START Record extracts

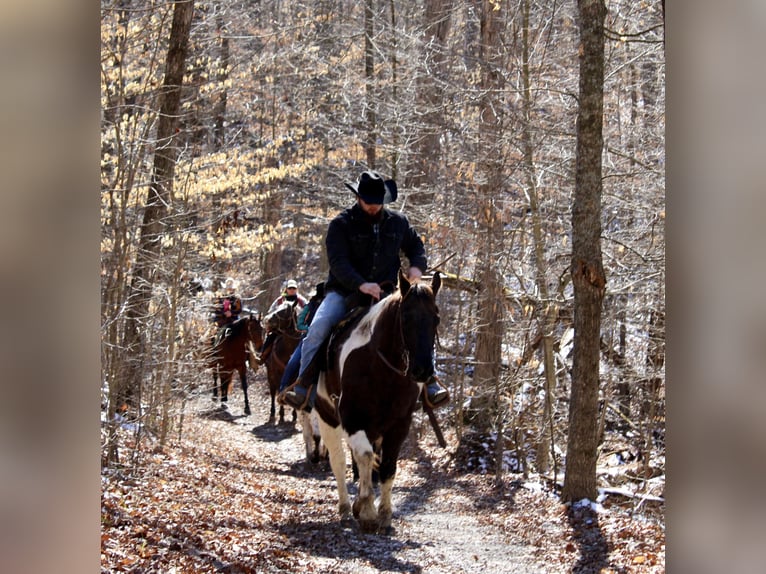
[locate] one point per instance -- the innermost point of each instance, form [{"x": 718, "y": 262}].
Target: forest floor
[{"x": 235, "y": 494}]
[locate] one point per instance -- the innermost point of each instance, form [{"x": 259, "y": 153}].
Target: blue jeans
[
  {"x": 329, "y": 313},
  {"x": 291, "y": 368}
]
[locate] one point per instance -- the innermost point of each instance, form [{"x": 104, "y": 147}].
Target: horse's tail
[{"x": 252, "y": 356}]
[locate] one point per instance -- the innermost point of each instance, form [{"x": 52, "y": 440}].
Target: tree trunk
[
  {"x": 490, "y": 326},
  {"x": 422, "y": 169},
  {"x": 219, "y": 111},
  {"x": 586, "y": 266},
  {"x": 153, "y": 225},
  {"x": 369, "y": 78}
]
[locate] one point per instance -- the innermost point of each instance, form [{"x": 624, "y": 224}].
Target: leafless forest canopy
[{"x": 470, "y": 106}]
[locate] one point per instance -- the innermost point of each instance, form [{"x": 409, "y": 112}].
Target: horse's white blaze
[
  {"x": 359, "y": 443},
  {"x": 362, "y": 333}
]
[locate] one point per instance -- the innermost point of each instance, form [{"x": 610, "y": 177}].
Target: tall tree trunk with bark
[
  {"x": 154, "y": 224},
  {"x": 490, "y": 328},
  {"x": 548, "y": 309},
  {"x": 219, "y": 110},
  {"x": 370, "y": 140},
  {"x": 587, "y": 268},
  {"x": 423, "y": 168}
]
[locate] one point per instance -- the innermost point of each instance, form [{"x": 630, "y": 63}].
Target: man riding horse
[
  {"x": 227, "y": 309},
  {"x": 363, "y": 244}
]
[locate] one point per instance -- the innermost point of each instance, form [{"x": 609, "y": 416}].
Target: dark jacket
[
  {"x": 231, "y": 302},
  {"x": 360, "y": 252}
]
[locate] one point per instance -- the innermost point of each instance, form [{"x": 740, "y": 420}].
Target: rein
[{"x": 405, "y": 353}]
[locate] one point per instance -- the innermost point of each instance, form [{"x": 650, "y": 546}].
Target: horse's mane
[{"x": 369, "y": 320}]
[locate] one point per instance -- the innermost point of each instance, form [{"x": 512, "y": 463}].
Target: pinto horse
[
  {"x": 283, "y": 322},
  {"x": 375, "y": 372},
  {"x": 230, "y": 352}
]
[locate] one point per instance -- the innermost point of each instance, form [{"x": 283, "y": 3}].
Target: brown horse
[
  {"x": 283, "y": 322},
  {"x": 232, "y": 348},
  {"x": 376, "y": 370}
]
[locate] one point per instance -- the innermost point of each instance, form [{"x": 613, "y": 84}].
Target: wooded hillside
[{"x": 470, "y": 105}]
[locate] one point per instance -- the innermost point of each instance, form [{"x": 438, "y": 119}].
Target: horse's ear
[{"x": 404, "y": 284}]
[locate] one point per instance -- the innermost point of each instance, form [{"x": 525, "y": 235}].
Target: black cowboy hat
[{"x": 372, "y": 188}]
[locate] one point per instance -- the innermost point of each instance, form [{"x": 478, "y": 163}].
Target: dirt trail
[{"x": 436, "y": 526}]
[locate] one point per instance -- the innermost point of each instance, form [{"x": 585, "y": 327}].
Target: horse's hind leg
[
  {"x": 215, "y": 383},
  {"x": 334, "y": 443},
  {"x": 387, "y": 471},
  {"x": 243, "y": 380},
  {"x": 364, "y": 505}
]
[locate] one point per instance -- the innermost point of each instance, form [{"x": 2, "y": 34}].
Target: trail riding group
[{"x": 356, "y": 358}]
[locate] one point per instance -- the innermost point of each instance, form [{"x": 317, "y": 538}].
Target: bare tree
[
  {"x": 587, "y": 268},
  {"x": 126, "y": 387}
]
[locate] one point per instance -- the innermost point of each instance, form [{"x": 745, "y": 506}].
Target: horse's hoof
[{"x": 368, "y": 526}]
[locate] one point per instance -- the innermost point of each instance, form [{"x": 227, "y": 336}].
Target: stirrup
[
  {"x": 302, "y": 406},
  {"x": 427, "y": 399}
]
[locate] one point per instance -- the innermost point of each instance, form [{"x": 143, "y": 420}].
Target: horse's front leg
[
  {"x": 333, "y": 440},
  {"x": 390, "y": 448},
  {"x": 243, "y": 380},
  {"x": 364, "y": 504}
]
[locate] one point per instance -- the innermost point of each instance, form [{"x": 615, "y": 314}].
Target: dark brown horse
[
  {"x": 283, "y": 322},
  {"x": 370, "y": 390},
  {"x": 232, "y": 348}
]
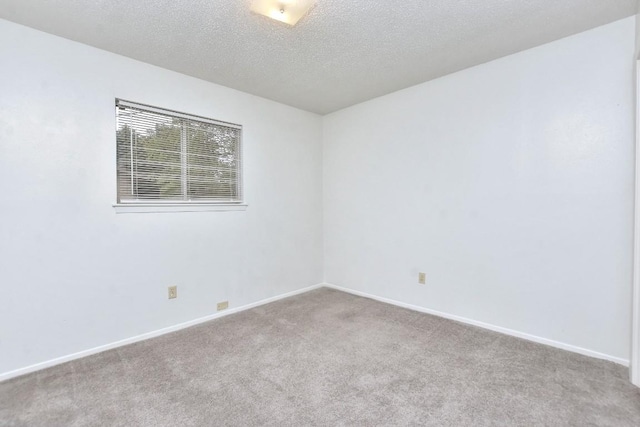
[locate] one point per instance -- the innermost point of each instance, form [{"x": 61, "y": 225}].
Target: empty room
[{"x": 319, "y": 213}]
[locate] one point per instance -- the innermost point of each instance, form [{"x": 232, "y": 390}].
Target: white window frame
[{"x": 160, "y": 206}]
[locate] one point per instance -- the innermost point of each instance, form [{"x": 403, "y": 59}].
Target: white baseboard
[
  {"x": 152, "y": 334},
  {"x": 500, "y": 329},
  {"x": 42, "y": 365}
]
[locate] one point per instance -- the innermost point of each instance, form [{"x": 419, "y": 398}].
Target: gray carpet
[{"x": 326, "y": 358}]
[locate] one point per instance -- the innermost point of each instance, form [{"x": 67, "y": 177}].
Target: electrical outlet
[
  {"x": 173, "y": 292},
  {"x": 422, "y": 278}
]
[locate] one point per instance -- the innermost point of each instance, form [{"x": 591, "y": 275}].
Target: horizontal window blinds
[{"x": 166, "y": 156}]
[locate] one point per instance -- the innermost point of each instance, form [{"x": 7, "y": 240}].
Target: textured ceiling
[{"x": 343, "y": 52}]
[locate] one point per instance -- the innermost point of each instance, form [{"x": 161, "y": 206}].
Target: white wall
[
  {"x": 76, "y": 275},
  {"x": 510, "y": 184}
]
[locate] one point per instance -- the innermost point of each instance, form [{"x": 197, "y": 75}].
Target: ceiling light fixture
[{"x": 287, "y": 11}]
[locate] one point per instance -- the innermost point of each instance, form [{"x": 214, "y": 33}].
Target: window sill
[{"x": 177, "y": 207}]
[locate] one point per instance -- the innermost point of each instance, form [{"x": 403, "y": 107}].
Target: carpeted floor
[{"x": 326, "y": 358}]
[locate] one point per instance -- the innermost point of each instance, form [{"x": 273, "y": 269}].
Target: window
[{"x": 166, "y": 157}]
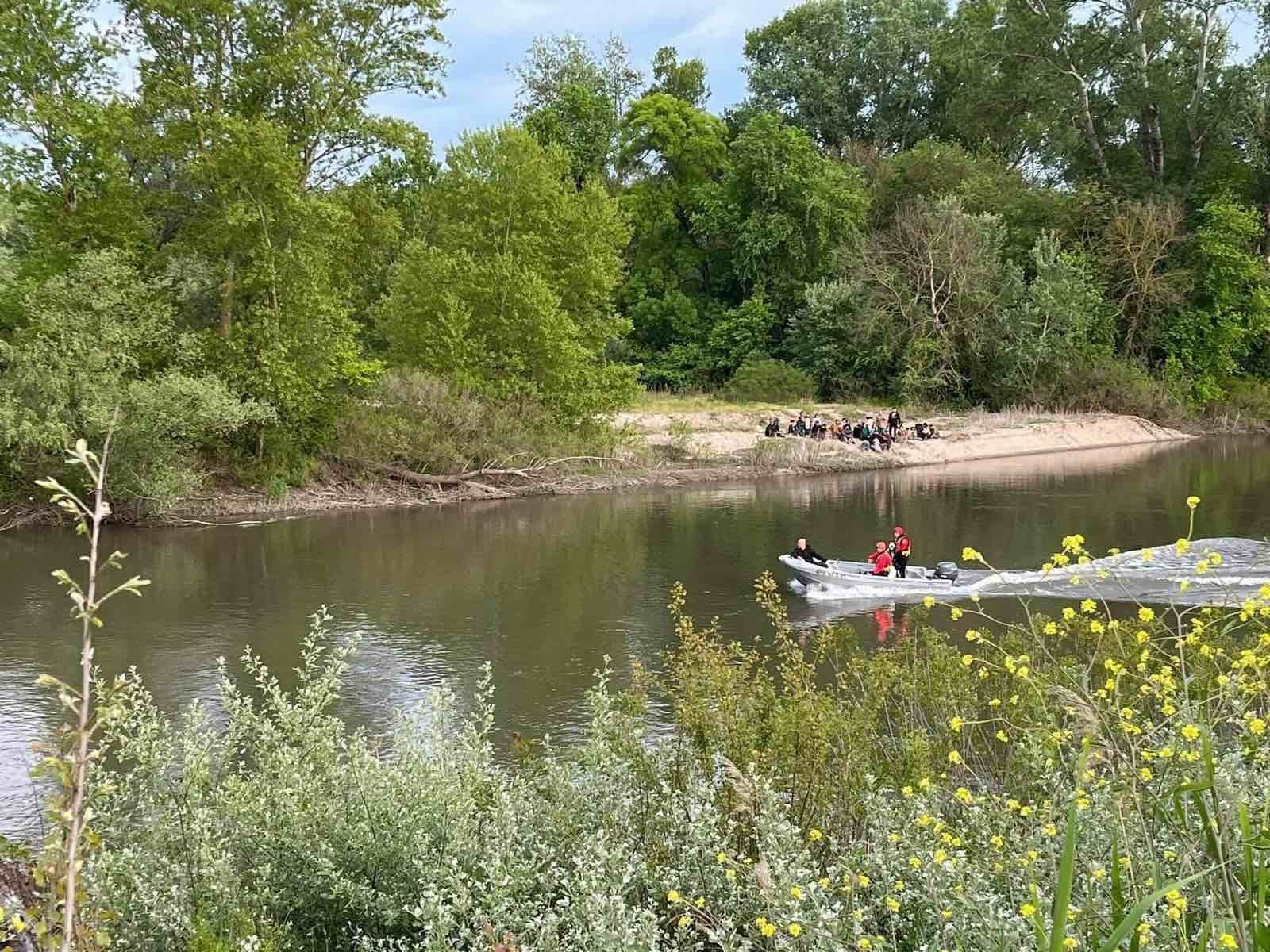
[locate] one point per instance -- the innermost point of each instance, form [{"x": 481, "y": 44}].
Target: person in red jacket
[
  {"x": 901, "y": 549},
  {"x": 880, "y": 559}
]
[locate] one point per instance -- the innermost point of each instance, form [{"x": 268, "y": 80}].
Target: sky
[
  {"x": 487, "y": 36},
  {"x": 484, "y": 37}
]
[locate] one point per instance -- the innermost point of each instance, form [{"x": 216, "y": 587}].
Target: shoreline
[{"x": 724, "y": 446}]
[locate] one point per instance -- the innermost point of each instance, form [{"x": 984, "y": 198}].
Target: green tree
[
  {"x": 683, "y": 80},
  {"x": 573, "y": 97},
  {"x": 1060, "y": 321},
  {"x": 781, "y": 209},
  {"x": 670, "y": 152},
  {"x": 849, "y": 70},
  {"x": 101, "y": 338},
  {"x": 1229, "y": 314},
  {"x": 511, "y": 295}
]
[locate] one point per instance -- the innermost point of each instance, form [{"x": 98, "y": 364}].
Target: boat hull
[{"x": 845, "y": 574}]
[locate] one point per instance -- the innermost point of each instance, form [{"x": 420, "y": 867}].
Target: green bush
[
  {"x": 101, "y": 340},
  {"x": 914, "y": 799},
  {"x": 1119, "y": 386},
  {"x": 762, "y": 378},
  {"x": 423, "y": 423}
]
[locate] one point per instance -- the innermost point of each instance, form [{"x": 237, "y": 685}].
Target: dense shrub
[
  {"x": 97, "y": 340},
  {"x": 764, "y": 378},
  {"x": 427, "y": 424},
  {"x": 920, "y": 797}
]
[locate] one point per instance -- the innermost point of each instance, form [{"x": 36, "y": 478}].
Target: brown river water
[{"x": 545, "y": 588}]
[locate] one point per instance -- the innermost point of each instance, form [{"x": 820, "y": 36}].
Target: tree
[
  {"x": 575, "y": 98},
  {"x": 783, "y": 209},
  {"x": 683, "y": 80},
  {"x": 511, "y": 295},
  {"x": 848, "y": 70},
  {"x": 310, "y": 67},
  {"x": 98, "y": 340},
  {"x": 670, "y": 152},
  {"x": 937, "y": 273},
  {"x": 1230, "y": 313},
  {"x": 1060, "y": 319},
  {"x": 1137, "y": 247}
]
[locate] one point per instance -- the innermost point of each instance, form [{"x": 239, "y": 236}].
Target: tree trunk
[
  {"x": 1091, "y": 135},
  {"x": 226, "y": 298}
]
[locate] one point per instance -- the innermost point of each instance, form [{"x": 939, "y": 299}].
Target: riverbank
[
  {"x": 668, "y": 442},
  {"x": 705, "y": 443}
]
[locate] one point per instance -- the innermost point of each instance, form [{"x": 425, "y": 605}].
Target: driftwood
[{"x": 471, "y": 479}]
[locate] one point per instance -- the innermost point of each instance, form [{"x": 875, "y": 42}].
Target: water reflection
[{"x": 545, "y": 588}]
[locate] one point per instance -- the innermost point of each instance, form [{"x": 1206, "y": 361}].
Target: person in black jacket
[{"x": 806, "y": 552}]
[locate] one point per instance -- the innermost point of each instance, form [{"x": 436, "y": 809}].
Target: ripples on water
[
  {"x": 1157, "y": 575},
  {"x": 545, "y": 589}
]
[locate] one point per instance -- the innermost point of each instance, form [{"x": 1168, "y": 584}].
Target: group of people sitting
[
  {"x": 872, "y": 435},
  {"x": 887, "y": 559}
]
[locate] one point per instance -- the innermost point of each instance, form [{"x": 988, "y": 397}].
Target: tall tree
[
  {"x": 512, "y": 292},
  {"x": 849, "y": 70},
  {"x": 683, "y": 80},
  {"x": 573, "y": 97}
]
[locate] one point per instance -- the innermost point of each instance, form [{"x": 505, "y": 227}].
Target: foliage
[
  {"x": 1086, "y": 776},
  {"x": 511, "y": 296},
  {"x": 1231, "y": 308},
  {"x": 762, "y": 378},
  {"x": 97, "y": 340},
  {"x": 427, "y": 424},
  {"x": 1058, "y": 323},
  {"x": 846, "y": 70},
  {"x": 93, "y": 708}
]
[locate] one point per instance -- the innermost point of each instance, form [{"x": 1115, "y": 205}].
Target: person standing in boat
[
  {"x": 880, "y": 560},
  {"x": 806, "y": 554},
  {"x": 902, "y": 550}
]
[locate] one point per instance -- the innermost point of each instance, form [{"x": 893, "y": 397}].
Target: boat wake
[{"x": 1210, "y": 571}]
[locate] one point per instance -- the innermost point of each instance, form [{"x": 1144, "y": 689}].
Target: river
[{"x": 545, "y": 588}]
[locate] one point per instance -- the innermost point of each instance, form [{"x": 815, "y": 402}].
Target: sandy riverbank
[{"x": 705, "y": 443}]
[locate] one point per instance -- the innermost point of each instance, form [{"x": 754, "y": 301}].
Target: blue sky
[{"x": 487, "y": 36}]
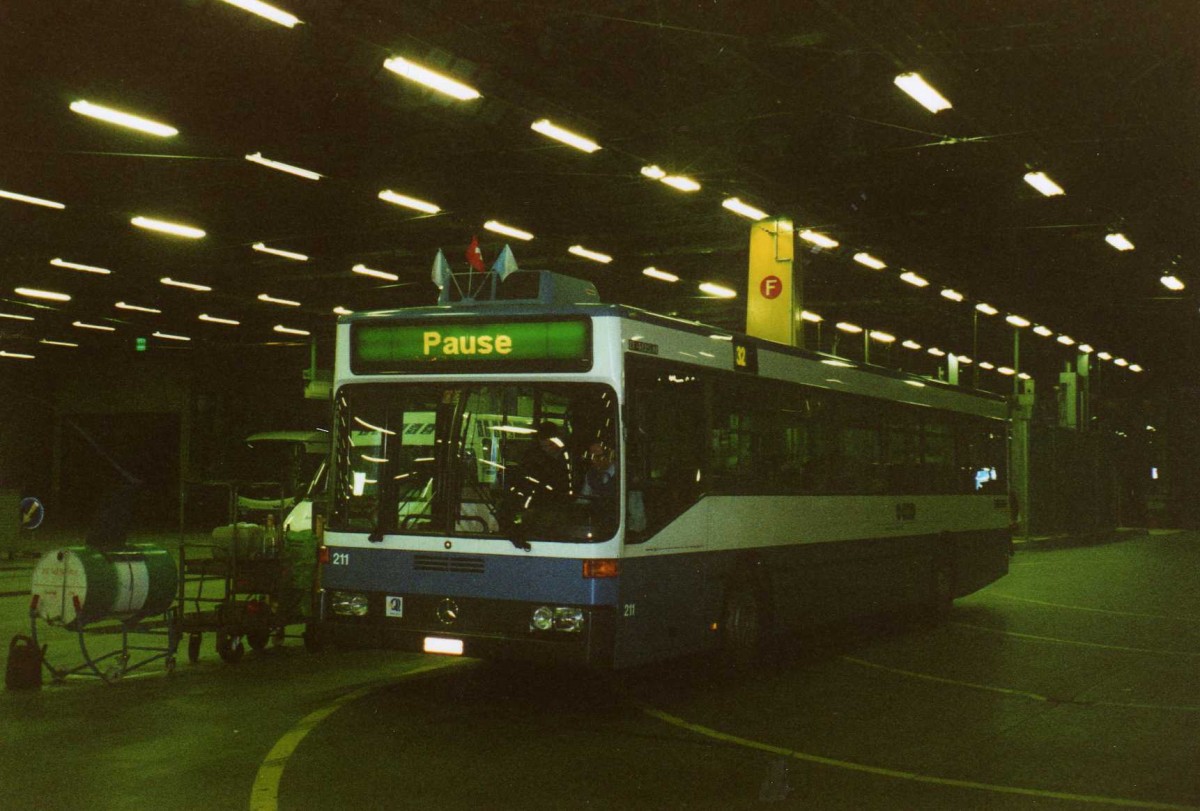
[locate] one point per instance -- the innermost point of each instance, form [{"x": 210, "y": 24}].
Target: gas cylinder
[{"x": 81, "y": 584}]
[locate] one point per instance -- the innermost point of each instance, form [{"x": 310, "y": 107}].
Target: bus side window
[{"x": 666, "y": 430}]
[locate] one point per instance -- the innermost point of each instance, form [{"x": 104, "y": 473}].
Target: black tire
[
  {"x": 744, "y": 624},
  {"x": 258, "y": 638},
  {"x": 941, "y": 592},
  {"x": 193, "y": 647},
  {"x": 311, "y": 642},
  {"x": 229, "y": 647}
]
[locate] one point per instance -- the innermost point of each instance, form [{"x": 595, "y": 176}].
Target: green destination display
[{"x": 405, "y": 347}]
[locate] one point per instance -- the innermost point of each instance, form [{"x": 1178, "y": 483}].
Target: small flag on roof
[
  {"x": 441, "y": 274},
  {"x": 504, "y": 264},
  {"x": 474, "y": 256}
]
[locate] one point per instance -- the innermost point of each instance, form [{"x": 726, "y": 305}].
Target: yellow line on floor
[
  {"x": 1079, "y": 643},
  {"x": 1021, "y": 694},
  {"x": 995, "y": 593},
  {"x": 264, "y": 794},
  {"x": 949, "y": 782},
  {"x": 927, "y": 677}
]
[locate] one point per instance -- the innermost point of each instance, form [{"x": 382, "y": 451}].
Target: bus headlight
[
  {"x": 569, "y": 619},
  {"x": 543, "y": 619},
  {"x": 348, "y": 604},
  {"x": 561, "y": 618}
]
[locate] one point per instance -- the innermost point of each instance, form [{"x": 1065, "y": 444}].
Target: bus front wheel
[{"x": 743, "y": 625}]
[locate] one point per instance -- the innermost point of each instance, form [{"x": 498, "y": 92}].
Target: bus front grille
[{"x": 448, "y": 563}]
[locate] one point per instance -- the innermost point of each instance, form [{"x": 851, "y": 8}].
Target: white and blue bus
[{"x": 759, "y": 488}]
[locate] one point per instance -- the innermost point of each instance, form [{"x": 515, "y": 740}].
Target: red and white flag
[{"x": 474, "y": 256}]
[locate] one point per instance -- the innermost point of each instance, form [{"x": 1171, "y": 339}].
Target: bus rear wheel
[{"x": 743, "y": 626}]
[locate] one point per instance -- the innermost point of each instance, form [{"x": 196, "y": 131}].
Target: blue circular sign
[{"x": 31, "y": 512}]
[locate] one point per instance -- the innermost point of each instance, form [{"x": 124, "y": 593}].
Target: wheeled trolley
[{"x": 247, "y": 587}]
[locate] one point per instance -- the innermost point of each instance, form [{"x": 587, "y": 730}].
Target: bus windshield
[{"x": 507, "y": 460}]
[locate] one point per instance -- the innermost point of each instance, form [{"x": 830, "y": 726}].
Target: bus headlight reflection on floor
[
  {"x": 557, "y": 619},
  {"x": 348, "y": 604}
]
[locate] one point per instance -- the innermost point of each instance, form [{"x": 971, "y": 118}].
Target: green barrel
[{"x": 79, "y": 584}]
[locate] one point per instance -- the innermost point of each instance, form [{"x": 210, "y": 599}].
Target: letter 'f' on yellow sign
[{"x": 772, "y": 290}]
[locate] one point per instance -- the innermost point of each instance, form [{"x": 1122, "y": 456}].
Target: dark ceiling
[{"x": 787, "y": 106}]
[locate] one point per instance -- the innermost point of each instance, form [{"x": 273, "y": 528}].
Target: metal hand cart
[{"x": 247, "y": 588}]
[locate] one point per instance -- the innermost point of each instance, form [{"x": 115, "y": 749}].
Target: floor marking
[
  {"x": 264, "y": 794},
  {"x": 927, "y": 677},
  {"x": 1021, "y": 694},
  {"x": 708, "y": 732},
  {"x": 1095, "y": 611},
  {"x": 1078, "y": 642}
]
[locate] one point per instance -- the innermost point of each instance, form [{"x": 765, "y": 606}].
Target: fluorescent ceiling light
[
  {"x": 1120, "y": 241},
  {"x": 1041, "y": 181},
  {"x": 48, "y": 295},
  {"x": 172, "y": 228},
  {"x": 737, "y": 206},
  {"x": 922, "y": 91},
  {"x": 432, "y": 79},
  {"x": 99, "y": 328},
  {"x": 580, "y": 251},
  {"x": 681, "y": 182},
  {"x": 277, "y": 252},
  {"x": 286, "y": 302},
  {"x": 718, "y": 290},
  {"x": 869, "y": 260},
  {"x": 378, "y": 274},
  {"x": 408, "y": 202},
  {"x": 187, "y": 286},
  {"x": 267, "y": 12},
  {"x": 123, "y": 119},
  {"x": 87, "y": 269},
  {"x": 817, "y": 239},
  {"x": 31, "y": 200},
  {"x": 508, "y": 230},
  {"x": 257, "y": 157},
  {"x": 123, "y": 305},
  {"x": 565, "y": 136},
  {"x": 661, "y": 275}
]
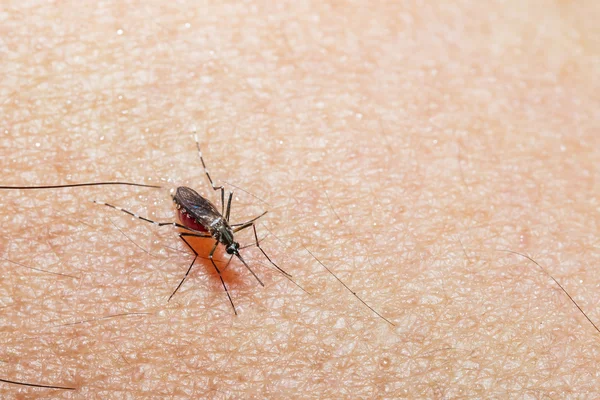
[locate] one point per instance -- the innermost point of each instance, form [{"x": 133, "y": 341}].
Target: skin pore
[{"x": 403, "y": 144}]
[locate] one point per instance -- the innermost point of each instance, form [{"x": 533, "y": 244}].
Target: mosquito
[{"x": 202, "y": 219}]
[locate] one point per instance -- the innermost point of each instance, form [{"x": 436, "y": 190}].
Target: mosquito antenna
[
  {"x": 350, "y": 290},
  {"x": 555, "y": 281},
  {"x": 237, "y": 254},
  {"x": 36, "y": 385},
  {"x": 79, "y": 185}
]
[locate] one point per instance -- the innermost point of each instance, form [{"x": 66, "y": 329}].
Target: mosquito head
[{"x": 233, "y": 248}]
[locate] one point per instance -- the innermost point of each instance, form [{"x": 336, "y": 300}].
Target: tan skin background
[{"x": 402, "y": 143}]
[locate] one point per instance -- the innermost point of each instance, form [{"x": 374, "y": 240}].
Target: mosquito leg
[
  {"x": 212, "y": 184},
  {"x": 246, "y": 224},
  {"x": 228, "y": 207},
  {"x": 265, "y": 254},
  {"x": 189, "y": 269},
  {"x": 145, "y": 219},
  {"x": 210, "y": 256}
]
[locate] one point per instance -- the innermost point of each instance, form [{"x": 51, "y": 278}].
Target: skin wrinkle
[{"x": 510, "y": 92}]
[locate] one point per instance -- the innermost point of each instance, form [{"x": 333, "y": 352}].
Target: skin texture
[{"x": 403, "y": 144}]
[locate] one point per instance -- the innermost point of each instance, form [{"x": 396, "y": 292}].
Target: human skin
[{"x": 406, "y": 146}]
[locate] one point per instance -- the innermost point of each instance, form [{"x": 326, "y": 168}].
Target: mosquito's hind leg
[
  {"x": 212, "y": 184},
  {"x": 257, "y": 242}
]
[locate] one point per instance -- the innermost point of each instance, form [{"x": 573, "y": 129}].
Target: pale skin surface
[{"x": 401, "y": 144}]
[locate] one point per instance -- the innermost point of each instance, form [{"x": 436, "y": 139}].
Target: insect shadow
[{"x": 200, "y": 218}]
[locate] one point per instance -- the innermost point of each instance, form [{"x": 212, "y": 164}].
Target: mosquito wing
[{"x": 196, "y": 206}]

END Record extracts

What is needed:
Repeat only the lines running from the line that contains "Target: insect shadow" through the last line above, inclusive.

Response box:
Target: insect shadow
[{"x": 200, "y": 218}]
[locate] one point per instance -- the innermost point of each instance, form [{"x": 212, "y": 164}].
Target: mosquito wing
[{"x": 196, "y": 206}]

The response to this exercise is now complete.